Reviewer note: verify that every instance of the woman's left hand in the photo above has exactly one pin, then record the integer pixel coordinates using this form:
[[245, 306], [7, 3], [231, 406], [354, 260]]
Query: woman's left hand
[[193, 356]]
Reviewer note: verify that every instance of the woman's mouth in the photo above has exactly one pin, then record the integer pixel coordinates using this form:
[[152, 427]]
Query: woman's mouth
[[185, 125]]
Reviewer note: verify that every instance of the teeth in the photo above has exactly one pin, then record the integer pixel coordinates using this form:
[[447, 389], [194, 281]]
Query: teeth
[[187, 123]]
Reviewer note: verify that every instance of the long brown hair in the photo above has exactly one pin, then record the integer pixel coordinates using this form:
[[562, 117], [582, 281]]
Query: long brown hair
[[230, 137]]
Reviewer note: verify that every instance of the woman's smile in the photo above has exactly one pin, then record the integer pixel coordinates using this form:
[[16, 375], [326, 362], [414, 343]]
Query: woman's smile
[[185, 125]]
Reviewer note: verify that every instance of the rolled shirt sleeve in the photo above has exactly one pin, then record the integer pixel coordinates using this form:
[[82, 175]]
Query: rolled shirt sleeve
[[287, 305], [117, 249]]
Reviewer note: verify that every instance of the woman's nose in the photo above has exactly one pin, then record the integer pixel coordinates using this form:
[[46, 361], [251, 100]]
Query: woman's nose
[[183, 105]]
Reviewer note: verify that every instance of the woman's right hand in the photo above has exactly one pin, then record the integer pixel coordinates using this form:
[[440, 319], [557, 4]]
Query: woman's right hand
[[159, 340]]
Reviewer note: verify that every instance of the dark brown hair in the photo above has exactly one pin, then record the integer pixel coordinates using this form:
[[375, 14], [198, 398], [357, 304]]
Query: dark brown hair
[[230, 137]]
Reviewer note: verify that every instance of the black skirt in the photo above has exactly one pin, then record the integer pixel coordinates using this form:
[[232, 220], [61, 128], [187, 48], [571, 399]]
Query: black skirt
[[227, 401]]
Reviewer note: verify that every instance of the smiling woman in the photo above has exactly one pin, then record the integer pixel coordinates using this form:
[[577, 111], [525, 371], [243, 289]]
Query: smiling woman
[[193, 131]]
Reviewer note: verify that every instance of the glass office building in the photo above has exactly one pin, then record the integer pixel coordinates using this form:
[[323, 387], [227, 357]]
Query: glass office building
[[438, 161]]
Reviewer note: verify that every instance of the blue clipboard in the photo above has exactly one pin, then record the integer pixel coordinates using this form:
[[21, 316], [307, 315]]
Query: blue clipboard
*-*-*
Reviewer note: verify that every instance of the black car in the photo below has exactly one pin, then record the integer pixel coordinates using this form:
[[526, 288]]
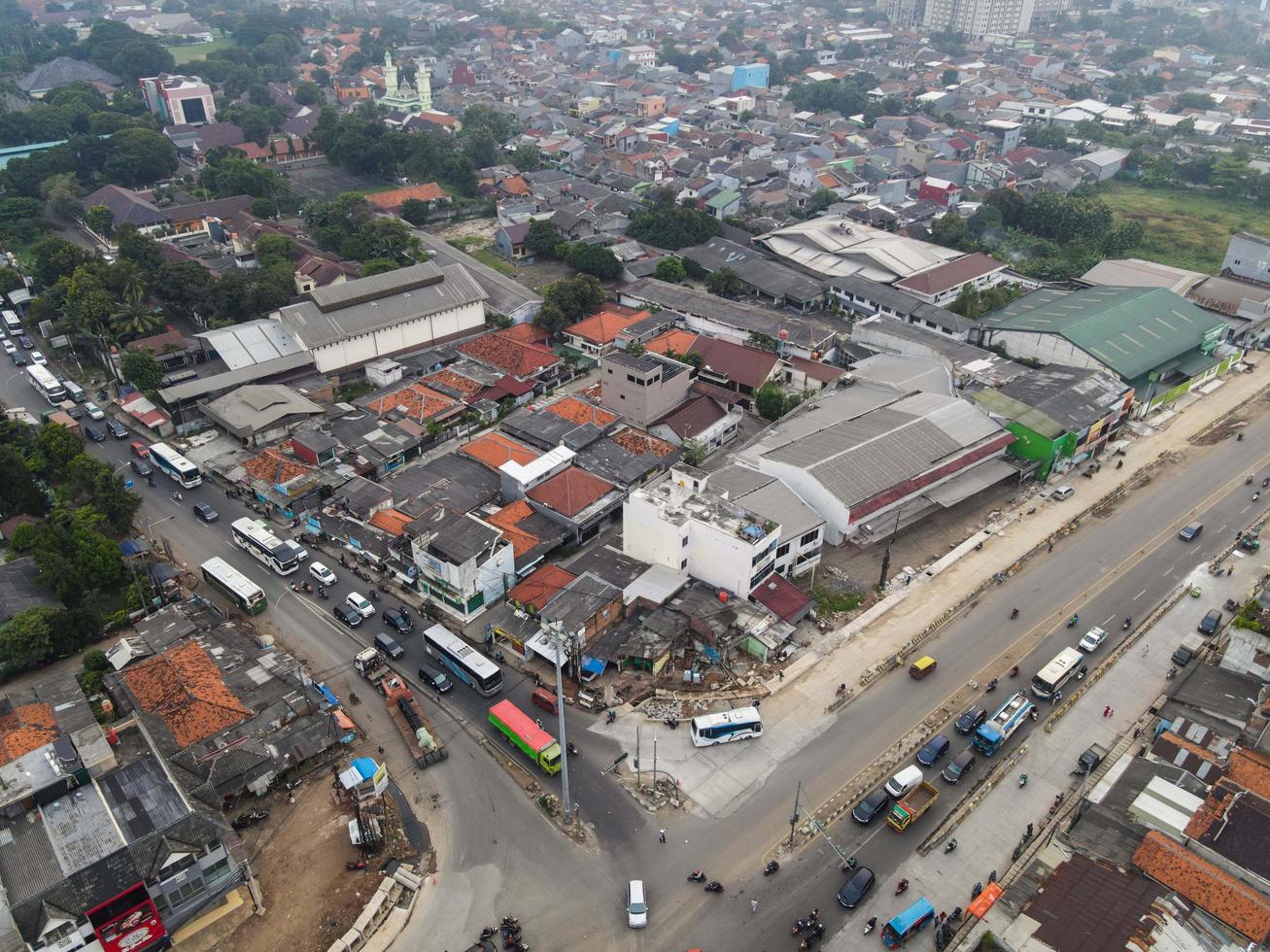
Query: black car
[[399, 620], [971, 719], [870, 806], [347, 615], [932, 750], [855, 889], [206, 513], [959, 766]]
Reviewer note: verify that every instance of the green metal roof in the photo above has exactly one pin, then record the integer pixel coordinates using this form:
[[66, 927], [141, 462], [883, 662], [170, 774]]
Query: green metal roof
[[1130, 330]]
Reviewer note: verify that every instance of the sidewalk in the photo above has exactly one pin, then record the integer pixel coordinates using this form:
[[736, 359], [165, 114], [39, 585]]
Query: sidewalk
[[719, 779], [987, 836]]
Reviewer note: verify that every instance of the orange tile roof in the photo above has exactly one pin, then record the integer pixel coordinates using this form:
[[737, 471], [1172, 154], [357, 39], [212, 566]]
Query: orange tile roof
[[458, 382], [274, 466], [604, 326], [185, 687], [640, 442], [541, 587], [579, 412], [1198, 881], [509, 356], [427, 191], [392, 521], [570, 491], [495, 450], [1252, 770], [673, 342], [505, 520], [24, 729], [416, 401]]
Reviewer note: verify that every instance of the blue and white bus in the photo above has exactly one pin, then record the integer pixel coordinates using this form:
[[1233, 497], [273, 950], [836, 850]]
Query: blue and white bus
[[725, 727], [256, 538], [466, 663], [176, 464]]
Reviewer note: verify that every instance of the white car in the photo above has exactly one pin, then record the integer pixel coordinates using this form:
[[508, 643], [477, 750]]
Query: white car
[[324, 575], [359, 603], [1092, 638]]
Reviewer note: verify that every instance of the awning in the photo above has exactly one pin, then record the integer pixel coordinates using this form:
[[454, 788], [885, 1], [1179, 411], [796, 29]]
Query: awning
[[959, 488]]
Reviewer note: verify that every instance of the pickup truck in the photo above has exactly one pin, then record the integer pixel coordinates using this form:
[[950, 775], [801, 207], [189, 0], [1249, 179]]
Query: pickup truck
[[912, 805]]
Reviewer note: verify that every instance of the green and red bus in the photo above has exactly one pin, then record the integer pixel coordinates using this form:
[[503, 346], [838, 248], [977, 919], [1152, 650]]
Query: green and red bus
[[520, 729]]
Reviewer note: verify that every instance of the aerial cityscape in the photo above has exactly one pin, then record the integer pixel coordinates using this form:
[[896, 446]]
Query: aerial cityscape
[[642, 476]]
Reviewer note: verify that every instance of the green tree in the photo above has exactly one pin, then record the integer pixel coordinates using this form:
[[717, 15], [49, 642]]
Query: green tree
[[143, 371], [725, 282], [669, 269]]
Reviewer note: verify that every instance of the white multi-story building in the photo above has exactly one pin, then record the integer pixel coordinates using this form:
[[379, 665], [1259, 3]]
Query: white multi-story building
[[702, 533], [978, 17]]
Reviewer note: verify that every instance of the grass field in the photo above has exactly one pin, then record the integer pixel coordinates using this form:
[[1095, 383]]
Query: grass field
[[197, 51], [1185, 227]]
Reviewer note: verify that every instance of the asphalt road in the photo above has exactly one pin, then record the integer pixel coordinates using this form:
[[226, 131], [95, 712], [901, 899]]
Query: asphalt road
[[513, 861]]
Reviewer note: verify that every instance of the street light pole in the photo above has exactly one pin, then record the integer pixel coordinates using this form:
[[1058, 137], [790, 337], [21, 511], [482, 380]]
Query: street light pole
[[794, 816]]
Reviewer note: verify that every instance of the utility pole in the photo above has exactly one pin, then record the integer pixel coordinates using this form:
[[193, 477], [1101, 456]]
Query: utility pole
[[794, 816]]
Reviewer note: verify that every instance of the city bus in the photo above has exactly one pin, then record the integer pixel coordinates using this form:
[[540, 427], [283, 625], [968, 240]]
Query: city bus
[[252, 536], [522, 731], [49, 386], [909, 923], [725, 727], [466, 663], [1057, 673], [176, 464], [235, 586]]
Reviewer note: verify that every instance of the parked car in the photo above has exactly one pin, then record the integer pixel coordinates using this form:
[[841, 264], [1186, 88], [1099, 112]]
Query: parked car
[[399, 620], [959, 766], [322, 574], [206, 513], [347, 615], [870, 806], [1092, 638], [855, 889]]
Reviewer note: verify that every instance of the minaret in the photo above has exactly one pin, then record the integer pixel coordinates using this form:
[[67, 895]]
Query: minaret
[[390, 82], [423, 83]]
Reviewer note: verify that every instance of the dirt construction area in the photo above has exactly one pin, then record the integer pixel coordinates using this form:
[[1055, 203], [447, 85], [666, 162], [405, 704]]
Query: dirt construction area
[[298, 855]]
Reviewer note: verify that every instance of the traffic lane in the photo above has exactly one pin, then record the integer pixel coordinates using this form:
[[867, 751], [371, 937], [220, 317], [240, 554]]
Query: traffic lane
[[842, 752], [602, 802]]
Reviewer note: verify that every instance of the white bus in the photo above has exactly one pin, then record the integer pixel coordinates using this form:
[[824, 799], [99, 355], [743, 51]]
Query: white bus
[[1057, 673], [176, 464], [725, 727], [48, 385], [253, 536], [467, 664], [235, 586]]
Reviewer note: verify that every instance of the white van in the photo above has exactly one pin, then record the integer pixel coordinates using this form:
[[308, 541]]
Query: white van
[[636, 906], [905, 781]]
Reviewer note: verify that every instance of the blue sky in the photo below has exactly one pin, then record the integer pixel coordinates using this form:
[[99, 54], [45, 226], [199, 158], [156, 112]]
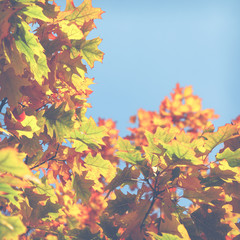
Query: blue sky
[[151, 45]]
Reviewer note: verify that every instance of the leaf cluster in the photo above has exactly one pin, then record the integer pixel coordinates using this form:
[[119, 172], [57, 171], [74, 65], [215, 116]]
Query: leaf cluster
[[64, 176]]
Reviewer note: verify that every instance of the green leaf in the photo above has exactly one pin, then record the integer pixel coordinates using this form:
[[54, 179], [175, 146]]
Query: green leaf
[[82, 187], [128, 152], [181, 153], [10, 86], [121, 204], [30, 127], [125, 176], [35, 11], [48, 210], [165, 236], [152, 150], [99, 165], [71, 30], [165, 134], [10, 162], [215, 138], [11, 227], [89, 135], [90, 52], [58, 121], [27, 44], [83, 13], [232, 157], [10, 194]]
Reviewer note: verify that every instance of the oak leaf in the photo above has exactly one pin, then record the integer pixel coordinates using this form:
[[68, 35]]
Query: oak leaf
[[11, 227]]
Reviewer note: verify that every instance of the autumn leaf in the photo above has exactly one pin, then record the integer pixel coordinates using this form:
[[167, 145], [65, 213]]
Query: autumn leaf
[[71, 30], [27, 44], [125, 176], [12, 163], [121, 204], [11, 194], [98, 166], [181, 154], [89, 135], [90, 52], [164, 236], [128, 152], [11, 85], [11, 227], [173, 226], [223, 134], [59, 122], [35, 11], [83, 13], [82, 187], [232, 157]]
*-*-*
What is required: Go through the items and copy out, unchanged, every line that contains the word "glass". Count only matches with the same capitalization.

Answer below:
Reviewer note: verify that every instance of the glass office building in the photo above has exactly one pin, then record the integer pixel coordinates using this form:
Query: glass office building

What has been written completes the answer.